[Annotated photo localization data]
↓↓↓

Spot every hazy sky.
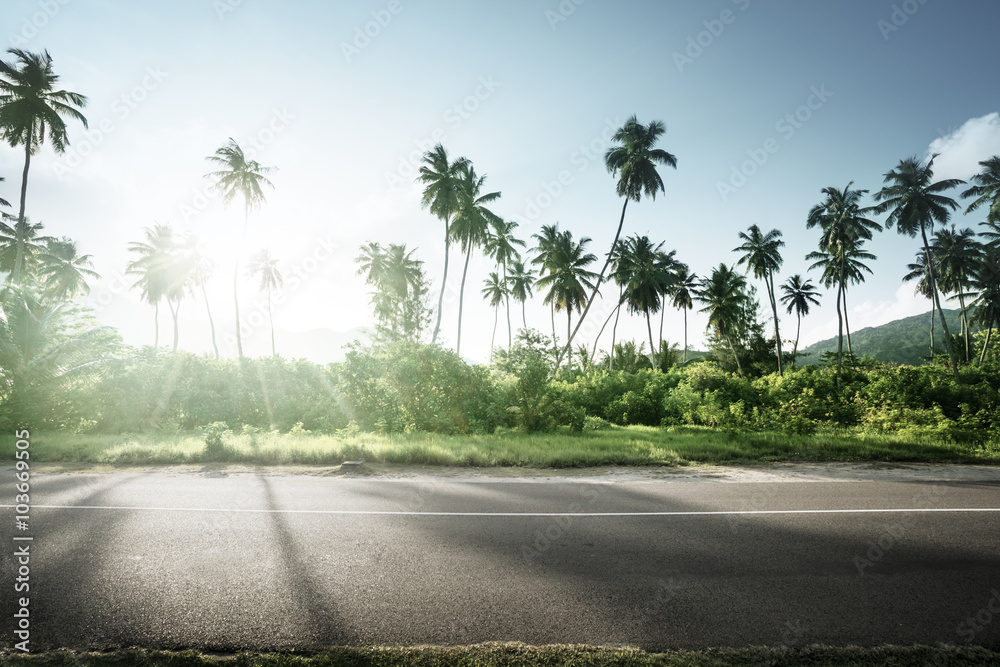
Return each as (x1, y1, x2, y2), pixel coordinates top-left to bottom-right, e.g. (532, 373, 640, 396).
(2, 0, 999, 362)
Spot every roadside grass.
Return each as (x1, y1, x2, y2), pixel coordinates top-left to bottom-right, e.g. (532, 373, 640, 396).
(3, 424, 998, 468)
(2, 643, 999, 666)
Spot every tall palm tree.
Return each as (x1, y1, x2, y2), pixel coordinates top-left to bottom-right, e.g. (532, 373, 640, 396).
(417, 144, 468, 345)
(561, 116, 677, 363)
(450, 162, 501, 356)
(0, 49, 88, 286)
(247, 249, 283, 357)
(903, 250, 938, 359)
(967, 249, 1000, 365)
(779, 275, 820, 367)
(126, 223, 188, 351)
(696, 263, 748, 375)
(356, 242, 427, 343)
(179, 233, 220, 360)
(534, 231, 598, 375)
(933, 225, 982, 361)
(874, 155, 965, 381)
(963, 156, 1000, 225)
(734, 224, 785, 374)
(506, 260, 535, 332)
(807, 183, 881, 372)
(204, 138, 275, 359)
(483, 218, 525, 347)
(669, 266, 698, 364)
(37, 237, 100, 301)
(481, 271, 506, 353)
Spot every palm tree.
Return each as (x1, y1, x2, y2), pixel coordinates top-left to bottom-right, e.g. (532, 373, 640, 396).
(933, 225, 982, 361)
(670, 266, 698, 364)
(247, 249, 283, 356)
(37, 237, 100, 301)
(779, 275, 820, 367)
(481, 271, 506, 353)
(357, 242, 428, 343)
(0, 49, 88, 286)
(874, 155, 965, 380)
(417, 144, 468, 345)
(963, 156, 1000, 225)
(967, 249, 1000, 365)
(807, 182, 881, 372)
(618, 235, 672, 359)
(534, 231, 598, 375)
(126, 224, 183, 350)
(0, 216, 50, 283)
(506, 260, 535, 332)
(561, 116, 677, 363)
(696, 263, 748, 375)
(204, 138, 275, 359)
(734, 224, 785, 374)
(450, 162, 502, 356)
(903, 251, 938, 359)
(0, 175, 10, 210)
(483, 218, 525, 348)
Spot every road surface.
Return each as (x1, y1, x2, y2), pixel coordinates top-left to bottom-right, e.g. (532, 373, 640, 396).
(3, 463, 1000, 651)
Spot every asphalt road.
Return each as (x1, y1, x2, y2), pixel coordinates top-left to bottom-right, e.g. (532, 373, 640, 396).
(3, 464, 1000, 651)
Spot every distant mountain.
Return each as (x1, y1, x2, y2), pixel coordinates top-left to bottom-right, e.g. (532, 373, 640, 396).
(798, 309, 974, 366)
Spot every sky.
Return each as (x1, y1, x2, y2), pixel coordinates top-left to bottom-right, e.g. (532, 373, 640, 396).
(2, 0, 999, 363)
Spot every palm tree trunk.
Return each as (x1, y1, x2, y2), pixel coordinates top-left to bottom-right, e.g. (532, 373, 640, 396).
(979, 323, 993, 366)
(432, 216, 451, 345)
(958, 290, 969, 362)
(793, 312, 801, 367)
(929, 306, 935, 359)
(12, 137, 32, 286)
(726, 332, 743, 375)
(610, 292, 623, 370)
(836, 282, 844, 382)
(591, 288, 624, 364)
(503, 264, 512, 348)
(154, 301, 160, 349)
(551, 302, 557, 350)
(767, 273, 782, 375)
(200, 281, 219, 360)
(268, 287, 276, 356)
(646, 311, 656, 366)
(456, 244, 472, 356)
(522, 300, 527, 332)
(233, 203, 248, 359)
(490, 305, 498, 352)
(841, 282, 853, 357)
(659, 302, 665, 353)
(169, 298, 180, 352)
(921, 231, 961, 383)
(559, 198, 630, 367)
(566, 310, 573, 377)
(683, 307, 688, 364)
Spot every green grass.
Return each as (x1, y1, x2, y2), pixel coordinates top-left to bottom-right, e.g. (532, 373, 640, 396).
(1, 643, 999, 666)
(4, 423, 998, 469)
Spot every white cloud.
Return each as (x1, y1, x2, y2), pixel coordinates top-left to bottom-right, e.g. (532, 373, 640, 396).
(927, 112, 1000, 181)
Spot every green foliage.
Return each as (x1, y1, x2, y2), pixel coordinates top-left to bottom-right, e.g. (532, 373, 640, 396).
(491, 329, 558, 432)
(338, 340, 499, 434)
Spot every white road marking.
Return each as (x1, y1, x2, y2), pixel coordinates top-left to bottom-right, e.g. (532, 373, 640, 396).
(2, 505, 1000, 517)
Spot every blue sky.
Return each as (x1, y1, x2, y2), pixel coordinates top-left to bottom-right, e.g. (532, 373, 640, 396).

↑↑↑

Exercise instructions: Could you set down verbatim the lines from the beginning of the entries above through the line containing "Spot every tall palm tree.", both included, leaving out the pictures?

Response below:
Spot every hazy sky.
Return each as (x1, y1, x2, y2), pixel coordinates top-left to bottom-right, e.g. (532, 373, 640, 396).
(2, 0, 999, 362)
Spot every roadside grass.
Return each as (x1, y1, x2, y2), pixel coordinates top-left to bottom-right, e.g. (532, 373, 640, 396).
(3, 424, 998, 468)
(2, 643, 999, 666)
Spot every tall palm tree.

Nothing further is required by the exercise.